- EXERCISE DETAILS
Find every line in the items below that contains the word "metal", and copy each of those lines in full.

- DATASET RECORDS
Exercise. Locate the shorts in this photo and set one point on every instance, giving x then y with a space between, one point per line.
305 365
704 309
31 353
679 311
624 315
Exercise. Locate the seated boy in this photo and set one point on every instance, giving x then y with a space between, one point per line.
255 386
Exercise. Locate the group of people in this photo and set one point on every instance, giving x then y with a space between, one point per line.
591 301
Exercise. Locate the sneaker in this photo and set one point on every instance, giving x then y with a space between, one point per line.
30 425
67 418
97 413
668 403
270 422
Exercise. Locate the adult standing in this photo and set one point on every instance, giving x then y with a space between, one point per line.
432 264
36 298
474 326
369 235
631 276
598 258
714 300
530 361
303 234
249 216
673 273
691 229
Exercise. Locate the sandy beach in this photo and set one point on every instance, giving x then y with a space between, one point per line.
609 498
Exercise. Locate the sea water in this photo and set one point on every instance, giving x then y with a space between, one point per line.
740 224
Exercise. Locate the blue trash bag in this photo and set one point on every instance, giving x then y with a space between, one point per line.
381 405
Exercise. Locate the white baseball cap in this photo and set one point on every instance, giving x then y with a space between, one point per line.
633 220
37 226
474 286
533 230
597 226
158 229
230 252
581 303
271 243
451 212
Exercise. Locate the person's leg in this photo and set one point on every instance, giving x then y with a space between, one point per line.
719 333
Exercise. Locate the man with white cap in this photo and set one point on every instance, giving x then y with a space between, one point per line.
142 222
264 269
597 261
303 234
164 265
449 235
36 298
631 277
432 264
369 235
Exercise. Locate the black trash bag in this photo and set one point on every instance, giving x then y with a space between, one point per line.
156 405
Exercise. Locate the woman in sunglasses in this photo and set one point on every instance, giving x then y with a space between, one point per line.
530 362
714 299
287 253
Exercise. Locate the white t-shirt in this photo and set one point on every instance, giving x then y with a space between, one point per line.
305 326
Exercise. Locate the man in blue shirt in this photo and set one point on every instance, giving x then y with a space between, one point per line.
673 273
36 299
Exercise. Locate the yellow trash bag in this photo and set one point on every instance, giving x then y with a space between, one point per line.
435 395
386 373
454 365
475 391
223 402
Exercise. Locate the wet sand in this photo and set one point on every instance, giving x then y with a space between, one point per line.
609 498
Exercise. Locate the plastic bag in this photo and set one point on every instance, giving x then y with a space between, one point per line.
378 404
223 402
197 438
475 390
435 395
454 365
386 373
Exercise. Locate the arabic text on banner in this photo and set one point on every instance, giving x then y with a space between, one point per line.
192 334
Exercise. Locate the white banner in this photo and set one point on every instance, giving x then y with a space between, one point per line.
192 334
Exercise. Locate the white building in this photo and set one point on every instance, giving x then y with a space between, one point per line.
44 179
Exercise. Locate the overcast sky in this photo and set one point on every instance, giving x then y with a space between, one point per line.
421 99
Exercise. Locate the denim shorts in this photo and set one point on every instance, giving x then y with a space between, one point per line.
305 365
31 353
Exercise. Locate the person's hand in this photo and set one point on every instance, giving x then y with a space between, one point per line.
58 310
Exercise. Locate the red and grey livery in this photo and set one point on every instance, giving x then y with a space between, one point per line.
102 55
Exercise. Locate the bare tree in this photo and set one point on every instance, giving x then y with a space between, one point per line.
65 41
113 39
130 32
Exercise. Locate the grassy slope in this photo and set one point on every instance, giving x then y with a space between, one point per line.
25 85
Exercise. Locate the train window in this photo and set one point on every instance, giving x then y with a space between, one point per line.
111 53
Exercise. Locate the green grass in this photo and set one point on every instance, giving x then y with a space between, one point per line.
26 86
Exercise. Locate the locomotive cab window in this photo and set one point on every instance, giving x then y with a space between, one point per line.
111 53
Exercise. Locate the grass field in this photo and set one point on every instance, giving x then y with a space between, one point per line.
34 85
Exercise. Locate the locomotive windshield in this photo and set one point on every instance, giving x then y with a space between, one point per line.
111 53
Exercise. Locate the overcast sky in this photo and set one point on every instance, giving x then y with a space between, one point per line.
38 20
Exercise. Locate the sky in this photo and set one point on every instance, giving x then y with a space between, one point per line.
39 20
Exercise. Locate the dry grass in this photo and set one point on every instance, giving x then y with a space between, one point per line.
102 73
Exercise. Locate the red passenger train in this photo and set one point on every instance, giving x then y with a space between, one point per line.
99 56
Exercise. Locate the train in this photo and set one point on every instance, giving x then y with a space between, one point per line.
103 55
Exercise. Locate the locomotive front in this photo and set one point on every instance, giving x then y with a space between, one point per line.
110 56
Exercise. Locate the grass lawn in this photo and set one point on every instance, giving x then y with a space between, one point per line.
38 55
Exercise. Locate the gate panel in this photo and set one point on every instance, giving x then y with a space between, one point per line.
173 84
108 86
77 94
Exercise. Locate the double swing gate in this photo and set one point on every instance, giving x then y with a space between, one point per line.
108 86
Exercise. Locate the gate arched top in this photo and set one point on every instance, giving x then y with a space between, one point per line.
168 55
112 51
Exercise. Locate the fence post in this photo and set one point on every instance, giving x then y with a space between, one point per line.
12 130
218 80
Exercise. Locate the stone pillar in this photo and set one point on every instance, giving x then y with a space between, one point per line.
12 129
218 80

---

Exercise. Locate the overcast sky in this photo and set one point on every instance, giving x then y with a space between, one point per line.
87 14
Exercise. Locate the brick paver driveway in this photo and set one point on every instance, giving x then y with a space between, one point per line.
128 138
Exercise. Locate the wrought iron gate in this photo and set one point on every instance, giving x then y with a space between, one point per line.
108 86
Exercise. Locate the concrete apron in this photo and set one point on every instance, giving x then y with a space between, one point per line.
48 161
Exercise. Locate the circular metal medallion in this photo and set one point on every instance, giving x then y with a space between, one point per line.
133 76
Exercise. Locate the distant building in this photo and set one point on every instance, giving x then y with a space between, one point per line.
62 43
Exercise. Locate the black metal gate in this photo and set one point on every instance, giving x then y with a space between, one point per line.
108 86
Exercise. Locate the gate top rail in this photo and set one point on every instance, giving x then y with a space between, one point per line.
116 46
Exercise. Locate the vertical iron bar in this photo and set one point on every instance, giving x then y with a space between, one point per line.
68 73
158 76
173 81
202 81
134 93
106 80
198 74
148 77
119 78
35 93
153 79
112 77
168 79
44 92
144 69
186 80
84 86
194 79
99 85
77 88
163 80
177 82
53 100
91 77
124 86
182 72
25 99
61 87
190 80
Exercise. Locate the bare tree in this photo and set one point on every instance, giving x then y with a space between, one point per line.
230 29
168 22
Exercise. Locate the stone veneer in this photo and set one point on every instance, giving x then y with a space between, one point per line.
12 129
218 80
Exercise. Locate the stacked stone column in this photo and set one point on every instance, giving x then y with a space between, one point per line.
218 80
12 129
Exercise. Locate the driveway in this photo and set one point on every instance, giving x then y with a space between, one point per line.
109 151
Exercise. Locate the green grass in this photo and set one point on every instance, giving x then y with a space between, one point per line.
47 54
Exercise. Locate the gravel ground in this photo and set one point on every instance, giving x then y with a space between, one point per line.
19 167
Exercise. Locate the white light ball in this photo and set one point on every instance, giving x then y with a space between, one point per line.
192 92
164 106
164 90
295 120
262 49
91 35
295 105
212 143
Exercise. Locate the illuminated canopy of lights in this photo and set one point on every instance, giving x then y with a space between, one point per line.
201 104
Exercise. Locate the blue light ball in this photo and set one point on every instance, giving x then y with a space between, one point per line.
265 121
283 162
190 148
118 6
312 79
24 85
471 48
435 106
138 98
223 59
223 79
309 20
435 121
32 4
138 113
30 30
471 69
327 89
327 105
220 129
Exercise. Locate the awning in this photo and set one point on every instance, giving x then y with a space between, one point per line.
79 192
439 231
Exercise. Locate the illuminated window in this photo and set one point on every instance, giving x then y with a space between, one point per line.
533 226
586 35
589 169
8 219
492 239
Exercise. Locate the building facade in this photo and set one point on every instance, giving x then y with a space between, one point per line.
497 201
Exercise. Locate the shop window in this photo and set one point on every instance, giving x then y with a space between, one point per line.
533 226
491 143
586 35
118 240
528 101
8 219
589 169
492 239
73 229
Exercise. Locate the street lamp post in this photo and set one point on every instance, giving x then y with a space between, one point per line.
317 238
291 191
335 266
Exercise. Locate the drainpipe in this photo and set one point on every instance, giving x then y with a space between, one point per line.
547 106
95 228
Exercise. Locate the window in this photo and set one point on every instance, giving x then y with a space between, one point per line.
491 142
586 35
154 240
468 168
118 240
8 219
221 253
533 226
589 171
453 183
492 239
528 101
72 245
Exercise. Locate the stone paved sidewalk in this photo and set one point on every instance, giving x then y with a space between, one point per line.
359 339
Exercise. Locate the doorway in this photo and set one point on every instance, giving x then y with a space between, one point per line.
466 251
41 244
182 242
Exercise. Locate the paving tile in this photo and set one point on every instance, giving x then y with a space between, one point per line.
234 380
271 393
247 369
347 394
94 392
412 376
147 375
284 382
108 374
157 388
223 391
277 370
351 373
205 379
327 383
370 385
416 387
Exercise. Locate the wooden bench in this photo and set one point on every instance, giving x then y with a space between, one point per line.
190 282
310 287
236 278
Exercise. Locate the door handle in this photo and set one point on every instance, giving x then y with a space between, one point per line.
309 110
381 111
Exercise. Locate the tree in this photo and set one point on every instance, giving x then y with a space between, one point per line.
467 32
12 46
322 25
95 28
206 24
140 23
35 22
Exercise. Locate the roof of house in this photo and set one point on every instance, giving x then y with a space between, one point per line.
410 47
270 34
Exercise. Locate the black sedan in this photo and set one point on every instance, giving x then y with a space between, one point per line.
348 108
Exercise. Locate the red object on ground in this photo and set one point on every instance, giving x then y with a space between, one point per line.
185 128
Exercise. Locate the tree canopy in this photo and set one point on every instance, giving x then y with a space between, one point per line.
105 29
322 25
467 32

- THE COMPLETED TASK
Exercise. Locate the circular metal medallion in this photo and set one point on every instance, giving x then y with a space between, one point per line.
Exercise. Locate the black metal gate in this photo and set one point on every instance, giving x then y with a space between, one point per line.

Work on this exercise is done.